Meerdere Nederlandse jihadisten namen deel aan misdaden tegen de Jezidi’s in Syrië en Irak. Dat stellen twee onderzoeksorganisaties die in de regio getuigenissen verzamelen van slachtoffers tegenover Argos. Tot nu toe was slechts één geval bekend.

Op drie augustus 2014 viel terreurgroep Islamitische Staat (IS) de regio Sinjar binnen. Duizenden Jezidi-mannen werden vermoord, vrouwen werden tot slaaf gemaakt en hun kinderen gekidnapt. Meisjes werden gedurende het schrikbewind van IS stelselmatig verkracht, jongens werden aan aan het front ingezet als kindsoldaat.

Vorig jaar erkende de Tweede Kamer de misdaden van de terreurgroep tegen het Jezidi-volk als genocide. Of dit een eerste stap is naar gerechtigheid voor de slachtoffers moet nog blijken. Onderzoeksorganisaties die Jezidi’s juridisch bijstaan, hekelen de trage en inefficiënte werkwijze van de Nederlandse autoriteiten.

Belofte minister

In 2020 beloofde toenmalig minister Stef Blok van Buitenlandse Zaken in antwoord op Kamervragen van het CDA dat Nederland actief de Jezidi-gemeenschap zou benaderen om hun getuigenissen te verzamelen en veilig te stellen ten behoeve van toekomstige strafprocedures tegen Nederlandse uitreizigers.

> **Bronfragment**
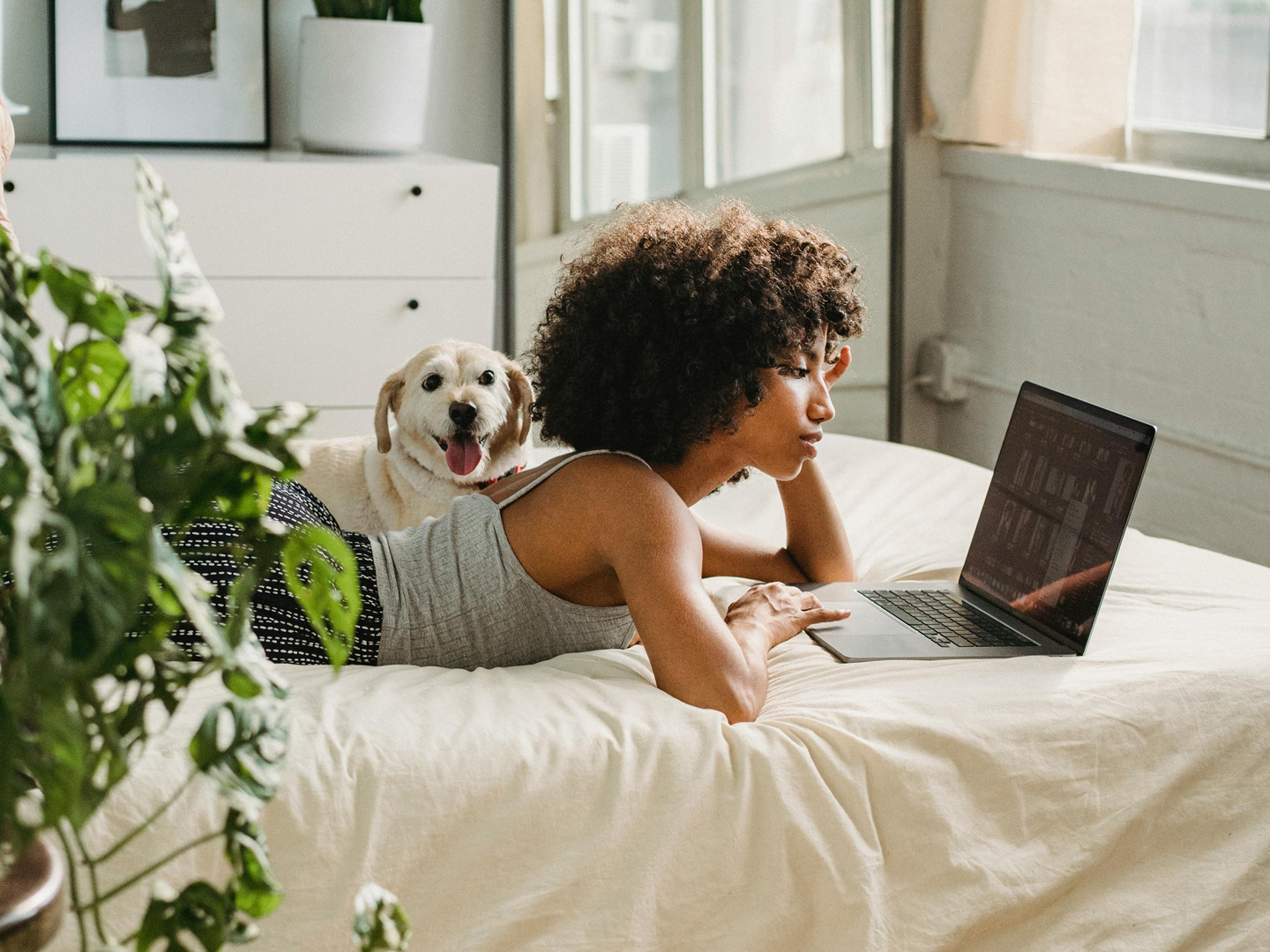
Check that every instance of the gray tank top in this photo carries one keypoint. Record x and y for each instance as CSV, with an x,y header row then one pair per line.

> **Gestelde opdracht 1**
Kun je de alinea uit de tekst over de Jezidi’s die begint met "Op drie augustus 2014" beknopt als opsomming weergeven, zonder de belangrijkste feiten weg te laten?
> **Gestelde opdracht 2**
Wil je uit de tekst over de Jezidi’s letterlijk het deel overnemen dat begint bij "Meerdere Nederlandse jihadisten" en doorloopt tot en met "ingezet als kindsoldaat."?

> **Volledig antwoord 1**
- Op 3 augustus 2014 viel Islamitische Staat (IS) de regio Sinjar binnen.
- Duizenden Jezidi-mannen werden vermoord.
- Vrouwen werden tot slaaf gemaakt en hun kinderen werden gekidnapt.
- Tijdens het schrikbewind van IS werden meisjes stelselmatig verkracht.
- Jongens werden aan het front ingezet als kindsoldaat.

> **Volledig antwoord 2**
Meerdere Nederlandse jihadisten namen deel aan misdaden tegen de Jezidi’s in Syrië en Irak. Dat stellen twee onderzoeksorganisaties die in de regio getuigenissen verzamelen van slachtoffers tegenover Argos. Tot nu toe was slechts één geval bekend.

Op drie augustus 2014 viel terreurgroep Islamitische Staat (IS) de regio Sinjar binnen. Duizenden Jezidi-mannen werden vermoord, vrouwen werden tot slaaf gemaakt en hun kinderen gekidnapt. Meisjes werden gedurende het schrikbewind van IS stelselmatig verkracht, jongens werden aan aan het front ingezet als kindsoldaat.